Work required: Every entry should be given again exactly, with nothing dropped.

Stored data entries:

___

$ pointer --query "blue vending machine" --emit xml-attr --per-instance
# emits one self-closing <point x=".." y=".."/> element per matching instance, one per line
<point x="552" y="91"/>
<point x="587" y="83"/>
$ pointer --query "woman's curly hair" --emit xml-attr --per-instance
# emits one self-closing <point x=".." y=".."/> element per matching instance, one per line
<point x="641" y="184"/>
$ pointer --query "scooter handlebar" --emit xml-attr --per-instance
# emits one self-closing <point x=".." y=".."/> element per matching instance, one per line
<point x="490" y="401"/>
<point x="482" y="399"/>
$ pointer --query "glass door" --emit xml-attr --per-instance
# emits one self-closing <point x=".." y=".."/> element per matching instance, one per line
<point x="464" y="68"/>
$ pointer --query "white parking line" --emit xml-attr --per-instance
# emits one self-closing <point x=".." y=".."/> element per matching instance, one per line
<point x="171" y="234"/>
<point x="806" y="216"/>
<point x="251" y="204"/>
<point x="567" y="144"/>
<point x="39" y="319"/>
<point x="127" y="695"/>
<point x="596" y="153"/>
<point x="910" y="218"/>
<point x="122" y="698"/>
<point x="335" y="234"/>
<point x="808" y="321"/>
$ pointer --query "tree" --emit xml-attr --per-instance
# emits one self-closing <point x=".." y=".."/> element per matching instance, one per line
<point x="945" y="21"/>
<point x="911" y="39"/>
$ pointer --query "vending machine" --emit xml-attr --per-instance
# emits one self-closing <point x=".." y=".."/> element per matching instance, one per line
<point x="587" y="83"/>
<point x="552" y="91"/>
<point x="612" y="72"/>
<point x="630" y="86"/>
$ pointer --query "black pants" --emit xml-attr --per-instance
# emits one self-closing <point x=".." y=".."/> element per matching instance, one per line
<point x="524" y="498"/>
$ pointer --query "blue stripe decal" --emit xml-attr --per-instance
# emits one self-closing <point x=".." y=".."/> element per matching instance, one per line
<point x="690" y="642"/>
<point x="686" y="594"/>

___

Solution to the problem:
$ pointer --query "blue vending machine" --emit xml-attr --per-instance
# emits one self-closing <point x=".." y=".."/> element per matching instance, one per line
<point x="552" y="91"/>
<point x="587" y="83"/>
$ pointer --query "woman's curly hair" --emit xml-attr --per-instance
# emits one self-closing <point x=".." y=".."/> element per matching instance, one per line
<point x="641" y="184"/>
$ pointer --query "scooter handlebar" --emit xml-attr --per-instance
# emits one self-closing <point x=".." y=".."/> element per matching instance, one per line
<point x="490" y="401"/>
<point x="482" y="399"/>
$ pointer --query "glass door" --emit xml-attr --per-instance
# emits one self-closing <point x=".." y=".."/> element per matching instance, one per line
<point x="464" y="68"/>
$ pointer --query "white parking line" --emit xml-attr --per-instance
# emits one self-closing <point x=".." y=".."/> element per matching instance, one per line
<point x="171" y="234"/>
<point x="806" y="216"/>
<point x="251" y="204"/>
<point x="567" y="144"/>
<point x="39" y="319"/>
<point x="127" y="695"/>
<point x="596" y="153"/>
<point x="910" y="218"/>
<point x="122" y="698"/>
<point x="335" y="234"/>
<point x="808" y="321"/>
$ pointer --query "tree" --emit xml-attr --per-instance
# emits one self-closing <point x=".." y=".."/> element per matching instance, one per line
<point x="945" y="21"/>
<point x="911" y="39"/>
$ pointer --query "vending machine" --emit xml-attr --per-instance
# emits one self-closing <point x=".." y=".."/> element per matching instance, one per line
<point x="587" y="83"/>
<point x="552" y="91"/>
<point x="612" y="72"/>
<point x="630" y="86"/>
$ pointer --query "black pants" --emit xml-attr --per-instance
# emits one self-closing <point x=".." y=".."/> element per matching instance, one per line
<point x="524" y="498"/>
$ pointer --query "blue stripe decal" --emit xml-attr --per-instance
# emits one self-closing <point x=".." y=".."/> element per matching instance, one per line
<point x="690" y="642"/>
<point x="686" y="594"/>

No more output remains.